TEXT SEGMENT:

Introduction
The world of children’s book illustration is filled with prolific and accomplished men and women. My curiosity about some of my predecessors sent me on a quest to discover the history of this noble profession and its participants. I was surprised to find in book after book that very few women were included. There was a mention here or there and a few images, but little else. The number of women’s biographies seemed disproportionately low compared to the number of women illustrators involved in the children’s book field. 

As a women starting out in the illustration field, I was curious about the lives of other women illustrators. How did they manage their time? What compromises did they make? How did their art affect their lives? Did work interfere with family life? How did the events or people in these women’s lives shape their artwork? Who or what were their influences? In short, did their life drive their art or did their art drive their life? For most, the answer will be both, so I have focused on to what extent the two were intertwined. You will find my conclusions for each woman under the heading ‘Raison d’Être’.

Included is a brief history of children’s book publishing and it’s relationship to the women involved. I do not profess to be an expert on the topic, only a casual observer.  With a Euro-centric perspective, it is filled with some fascinating insights into worldly events that shaped the industry and the role that women have filled in it.

ENTRIES PROVIDED:
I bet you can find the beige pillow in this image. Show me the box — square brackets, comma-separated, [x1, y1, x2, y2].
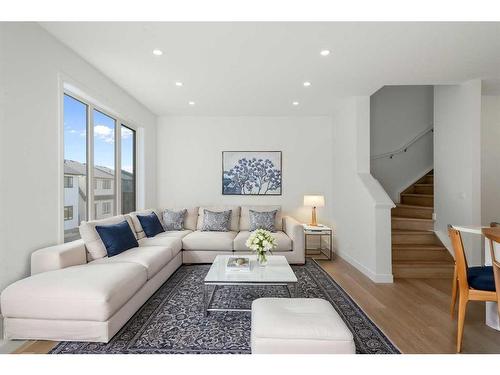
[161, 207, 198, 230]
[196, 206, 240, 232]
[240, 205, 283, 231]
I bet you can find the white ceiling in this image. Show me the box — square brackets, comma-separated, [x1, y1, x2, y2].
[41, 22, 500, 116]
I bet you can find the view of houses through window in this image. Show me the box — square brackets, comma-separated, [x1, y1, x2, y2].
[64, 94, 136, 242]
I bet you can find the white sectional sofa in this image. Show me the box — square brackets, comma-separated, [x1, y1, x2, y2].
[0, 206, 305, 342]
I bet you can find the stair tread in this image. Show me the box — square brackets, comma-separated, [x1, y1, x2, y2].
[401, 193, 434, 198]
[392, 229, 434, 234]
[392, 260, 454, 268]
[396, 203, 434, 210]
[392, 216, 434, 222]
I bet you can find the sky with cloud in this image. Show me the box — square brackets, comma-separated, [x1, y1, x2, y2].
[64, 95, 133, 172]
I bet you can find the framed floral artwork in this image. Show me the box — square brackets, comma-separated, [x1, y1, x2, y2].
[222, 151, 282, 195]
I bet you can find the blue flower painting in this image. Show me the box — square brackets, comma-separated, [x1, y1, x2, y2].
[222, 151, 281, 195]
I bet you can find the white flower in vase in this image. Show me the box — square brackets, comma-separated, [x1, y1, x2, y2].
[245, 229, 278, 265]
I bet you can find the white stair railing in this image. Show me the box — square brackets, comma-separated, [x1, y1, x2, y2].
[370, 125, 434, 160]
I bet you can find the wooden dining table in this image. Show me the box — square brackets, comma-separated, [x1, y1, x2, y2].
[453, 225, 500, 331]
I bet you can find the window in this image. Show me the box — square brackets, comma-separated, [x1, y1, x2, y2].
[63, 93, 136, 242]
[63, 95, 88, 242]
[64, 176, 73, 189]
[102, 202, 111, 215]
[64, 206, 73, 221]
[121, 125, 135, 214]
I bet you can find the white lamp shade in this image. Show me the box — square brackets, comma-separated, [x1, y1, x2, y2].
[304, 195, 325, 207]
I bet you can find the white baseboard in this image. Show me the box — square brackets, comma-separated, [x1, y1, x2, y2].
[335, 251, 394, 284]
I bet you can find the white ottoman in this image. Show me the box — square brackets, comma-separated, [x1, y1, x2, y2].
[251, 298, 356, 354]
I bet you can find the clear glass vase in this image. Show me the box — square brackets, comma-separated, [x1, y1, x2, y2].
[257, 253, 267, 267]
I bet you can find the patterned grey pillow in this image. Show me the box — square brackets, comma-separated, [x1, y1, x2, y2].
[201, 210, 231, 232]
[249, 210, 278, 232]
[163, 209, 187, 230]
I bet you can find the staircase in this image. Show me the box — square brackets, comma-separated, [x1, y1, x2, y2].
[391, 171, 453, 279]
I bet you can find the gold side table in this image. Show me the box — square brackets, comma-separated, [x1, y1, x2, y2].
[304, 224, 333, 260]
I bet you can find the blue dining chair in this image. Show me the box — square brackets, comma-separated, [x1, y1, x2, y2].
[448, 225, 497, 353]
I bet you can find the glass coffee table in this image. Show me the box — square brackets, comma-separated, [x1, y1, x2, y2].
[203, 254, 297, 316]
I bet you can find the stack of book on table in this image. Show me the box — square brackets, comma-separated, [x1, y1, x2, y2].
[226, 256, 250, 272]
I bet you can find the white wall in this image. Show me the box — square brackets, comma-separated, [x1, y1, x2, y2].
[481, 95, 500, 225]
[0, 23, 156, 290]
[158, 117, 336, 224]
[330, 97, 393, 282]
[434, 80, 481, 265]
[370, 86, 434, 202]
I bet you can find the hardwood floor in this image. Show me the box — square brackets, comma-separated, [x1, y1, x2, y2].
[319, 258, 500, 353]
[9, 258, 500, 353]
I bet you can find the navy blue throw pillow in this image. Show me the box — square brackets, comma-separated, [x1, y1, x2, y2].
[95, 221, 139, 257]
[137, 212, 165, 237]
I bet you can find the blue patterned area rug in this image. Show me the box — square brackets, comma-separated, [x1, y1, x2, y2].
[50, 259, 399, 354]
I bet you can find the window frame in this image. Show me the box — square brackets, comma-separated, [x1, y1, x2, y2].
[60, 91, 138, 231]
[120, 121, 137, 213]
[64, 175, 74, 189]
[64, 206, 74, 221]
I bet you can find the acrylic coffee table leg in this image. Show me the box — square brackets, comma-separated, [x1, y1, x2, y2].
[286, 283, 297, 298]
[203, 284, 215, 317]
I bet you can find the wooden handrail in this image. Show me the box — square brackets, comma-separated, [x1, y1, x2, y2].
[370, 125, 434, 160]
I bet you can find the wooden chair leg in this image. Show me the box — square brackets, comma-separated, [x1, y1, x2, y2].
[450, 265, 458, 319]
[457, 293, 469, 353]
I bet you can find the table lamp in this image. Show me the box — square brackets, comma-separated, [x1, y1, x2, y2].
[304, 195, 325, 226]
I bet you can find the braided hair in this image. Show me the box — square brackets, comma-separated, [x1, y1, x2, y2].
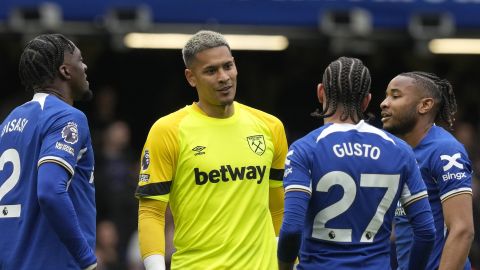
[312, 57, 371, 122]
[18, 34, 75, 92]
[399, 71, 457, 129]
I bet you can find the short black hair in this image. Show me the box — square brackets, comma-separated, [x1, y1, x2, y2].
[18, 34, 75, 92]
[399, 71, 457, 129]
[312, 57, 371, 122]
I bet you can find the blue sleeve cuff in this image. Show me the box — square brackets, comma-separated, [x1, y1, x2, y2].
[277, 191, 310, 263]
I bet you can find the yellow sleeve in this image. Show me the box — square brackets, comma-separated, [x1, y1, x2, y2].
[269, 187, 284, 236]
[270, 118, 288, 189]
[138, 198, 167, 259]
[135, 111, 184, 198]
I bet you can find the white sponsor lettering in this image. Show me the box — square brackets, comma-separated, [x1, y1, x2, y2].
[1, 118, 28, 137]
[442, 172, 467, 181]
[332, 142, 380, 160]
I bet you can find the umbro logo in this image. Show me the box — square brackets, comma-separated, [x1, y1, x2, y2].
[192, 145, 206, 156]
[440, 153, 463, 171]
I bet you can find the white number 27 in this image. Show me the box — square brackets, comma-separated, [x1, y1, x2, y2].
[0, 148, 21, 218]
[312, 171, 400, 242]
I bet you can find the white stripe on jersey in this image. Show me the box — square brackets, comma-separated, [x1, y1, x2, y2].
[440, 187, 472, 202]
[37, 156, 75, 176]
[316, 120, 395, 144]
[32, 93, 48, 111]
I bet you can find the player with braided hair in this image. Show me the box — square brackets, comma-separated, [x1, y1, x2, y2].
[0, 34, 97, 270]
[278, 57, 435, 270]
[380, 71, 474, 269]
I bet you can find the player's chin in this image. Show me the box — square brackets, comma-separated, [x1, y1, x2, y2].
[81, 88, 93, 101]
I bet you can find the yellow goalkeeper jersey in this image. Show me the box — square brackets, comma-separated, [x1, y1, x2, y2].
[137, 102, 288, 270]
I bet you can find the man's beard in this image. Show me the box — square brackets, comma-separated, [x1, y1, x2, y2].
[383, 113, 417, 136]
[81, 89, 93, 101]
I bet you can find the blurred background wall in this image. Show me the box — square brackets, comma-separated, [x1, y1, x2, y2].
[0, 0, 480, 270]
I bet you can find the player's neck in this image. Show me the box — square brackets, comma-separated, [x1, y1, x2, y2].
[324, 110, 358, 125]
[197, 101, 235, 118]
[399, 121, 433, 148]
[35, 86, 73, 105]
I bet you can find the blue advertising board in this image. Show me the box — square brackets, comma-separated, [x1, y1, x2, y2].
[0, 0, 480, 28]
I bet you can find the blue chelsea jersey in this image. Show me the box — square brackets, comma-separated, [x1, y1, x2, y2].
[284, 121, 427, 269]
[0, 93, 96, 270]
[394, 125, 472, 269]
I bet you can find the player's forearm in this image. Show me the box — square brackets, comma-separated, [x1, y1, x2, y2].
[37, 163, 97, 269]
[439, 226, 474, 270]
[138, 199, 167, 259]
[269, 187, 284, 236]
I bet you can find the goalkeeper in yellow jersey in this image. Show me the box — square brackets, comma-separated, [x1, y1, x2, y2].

REQUIREMENTS:
Carry on the introduction about women who illustrated children's books, starting right after its final sentence. None of the records are needed for this work.

ANSWER BELOW:
My reason for creating this project is two-fold: I wanted to learn more about those that came before me and I was moved to rescue these accomplished women from obscurity.  My criteria for choosing an artist to include was to simply select any female children’s book illustrator who has an interesting life story to tell. For many, personal information sadly is not available, but whenever possible, anecdotes and images by some of these women are also included. Perhaps these additions may spark someone else’s interest to dig deeper. Let’s not let these talented women slip any further into obscurity.

This project was created as an independent study in art history for college credit. Rather than writing a paper that very few people would see, I envisioned an enjoyable website from which all might learn. In that regard, please respect the copyrights of the images. They are included for educational purposes only and are not to be copied for any reason.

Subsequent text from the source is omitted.